= OBJECTIF VISÉ 1 =
Répondez à ces questions sur le texte consacré aux « tradwives » :
(a) Les femmes au foyer de quelle décennie servent-elles de modèle aux « tradwives » ?
(b) Depuis combien de temps la personne qui écrit suit-elle certaines d'entre elles sur les réseaux sociaux ?
(c) À quelle fréquence l'homme tond-il le gazon ?
= OBJECTIF VISÉ 2 =
Rassemblez toutes les lignes ci-dessous qui contiennent la chaîne « windshield ». Respectez la casse.

= PASSAGE CHOISI =
++++++++++++++++++++

Je ne serai jamais une «tradwife». Vous savez ces femmes qui embrassent le mode de vie des femmes au foyer des années 1950 et se dévouent exclusivement aux affaires de la maison: cuisine, ménage, rangement, éducation des enfants et décoration.
Elles popularisent de nouveau l’expression «tenir maison», car c’est ce qu’elles font; en plus, bien sûr, de s’entretenir elles-mêmes. Elles ont souvent ce petit look rétro parfait, elles sont bien coiffées, bien maquillées et manucurées, avec le tablier noué à la taille inclus (oui, oui, un tablier!).
L’image projetée est lisse, nette, propre, léchée, rien n’accroche. Les enfants sont parfaits, la maison brille et les biscuits sortent du four. Vous voyez le genre?
Depuis plus d’un an, j’en suis quelques-unes sur les réseaux sociaux. Oui, c’est vrai, elles me fascinent. Mais elles m’inquiètent aussi.
En fait, c’est ce qu’elles incarnent qui m’inquiète: le retour du patriarcat avec un grand P.
Dans cette équation, les deux membres du couple ne sont pas du tout égalitaires. L’homme travaille, il gagne de l’argent (et en économise), il s’occupe de toutes les choses «à l’extérieur» de la maisonnée comme tondre le gazon une fois par semaine ou déblayer l’entrée l’hiver. Et j’oublie le lavage de la voiture!

++++++++++++++++++++

= DONNÉES D'ENTRÉE =
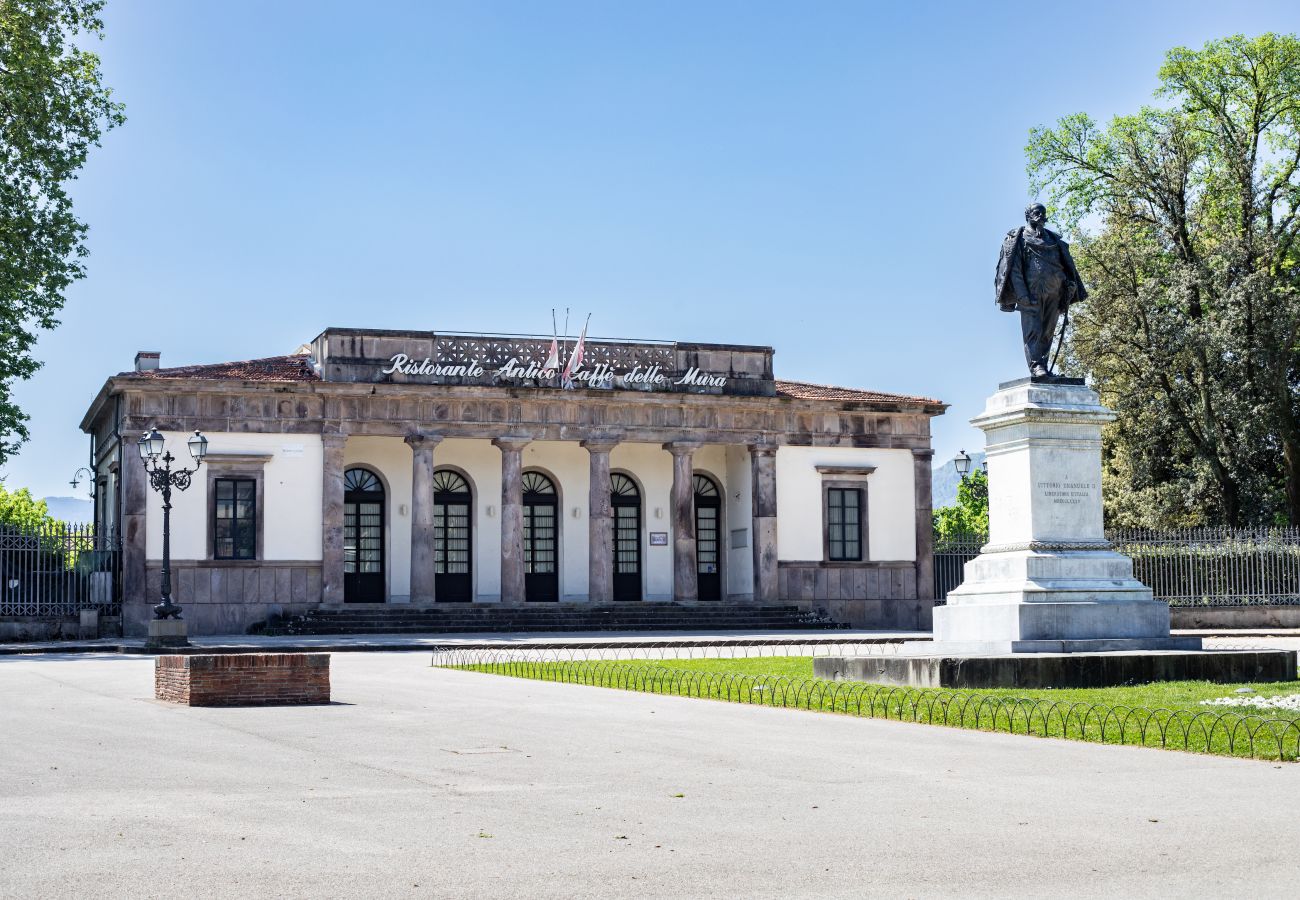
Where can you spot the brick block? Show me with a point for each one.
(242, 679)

++++++++++++++++++++

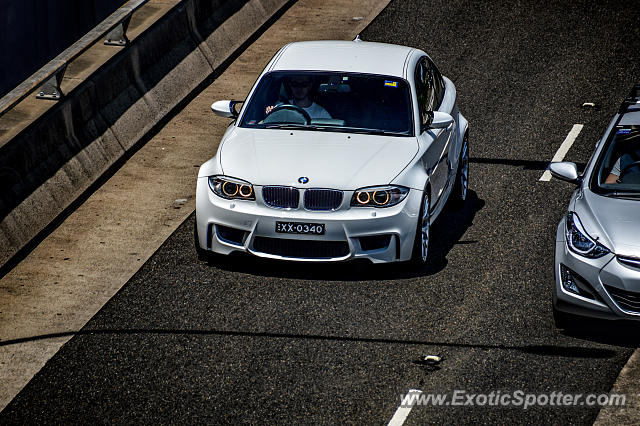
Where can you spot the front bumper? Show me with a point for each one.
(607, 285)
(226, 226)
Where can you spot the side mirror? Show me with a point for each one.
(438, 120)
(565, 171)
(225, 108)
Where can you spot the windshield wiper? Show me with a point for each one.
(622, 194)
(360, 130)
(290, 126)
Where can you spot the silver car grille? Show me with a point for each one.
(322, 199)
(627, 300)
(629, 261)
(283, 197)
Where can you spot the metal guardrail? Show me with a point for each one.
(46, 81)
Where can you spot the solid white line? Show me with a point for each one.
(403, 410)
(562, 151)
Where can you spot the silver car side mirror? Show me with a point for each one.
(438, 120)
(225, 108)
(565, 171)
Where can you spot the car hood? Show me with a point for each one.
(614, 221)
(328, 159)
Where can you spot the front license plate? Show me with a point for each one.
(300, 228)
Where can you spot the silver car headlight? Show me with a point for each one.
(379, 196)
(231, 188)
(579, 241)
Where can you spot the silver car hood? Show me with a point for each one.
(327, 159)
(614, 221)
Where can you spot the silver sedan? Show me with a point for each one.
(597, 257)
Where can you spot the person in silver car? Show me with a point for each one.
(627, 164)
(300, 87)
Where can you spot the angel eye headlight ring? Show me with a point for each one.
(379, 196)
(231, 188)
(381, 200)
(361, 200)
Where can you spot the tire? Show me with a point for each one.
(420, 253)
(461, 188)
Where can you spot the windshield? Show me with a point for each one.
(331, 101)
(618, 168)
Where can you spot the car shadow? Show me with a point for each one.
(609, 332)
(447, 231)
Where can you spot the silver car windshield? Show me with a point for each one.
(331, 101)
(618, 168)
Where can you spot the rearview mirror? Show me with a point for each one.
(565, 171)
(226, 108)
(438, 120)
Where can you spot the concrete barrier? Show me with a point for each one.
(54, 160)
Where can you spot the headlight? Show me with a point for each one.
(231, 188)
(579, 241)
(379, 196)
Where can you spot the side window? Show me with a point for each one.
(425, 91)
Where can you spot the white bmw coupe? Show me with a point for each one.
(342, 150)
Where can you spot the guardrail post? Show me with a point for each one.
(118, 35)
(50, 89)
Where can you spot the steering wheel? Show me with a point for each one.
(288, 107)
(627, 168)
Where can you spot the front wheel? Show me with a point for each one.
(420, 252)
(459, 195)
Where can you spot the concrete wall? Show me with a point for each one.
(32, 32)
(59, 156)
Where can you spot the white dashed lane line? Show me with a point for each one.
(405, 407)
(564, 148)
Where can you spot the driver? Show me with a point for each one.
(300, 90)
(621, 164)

++++++++++++++++++++

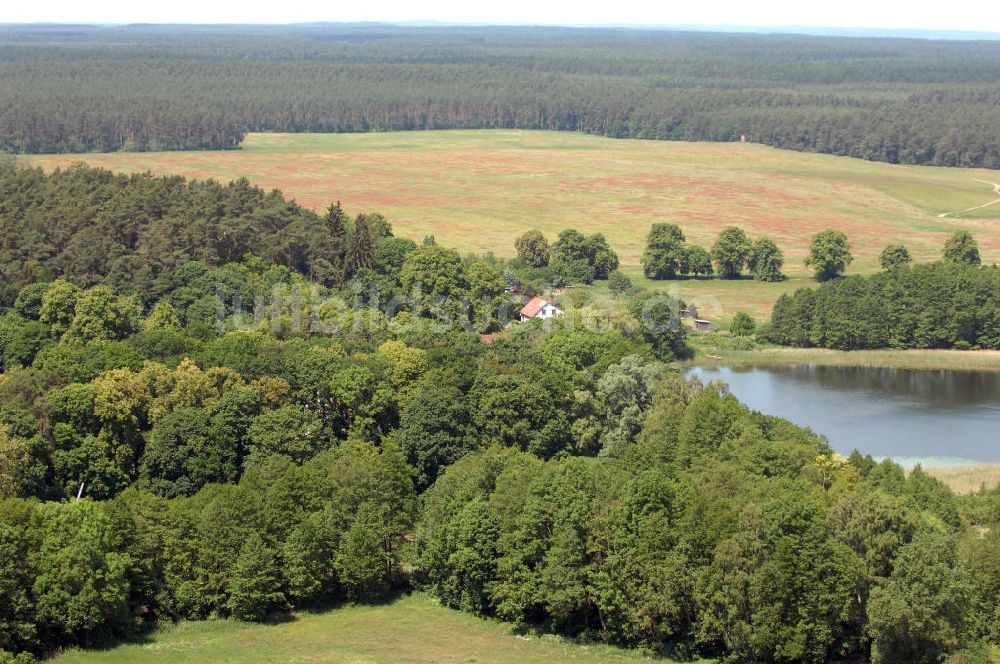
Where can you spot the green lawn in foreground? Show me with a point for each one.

++++++++++++++++++++

= RÉPONSE CORRECTE 1 =
(a) Les années 1950.
(b) Depuis plus d'un an.
(c) Une fois par semaine.

= RÉPONSE CORRECTE 2 =
Where can you spot the windshield wiper? Show me with a point for each one.
Where can you spot the windshield? Show me with a point for each one.
Where can you spot the silver car windshield? Show me with a point for each one.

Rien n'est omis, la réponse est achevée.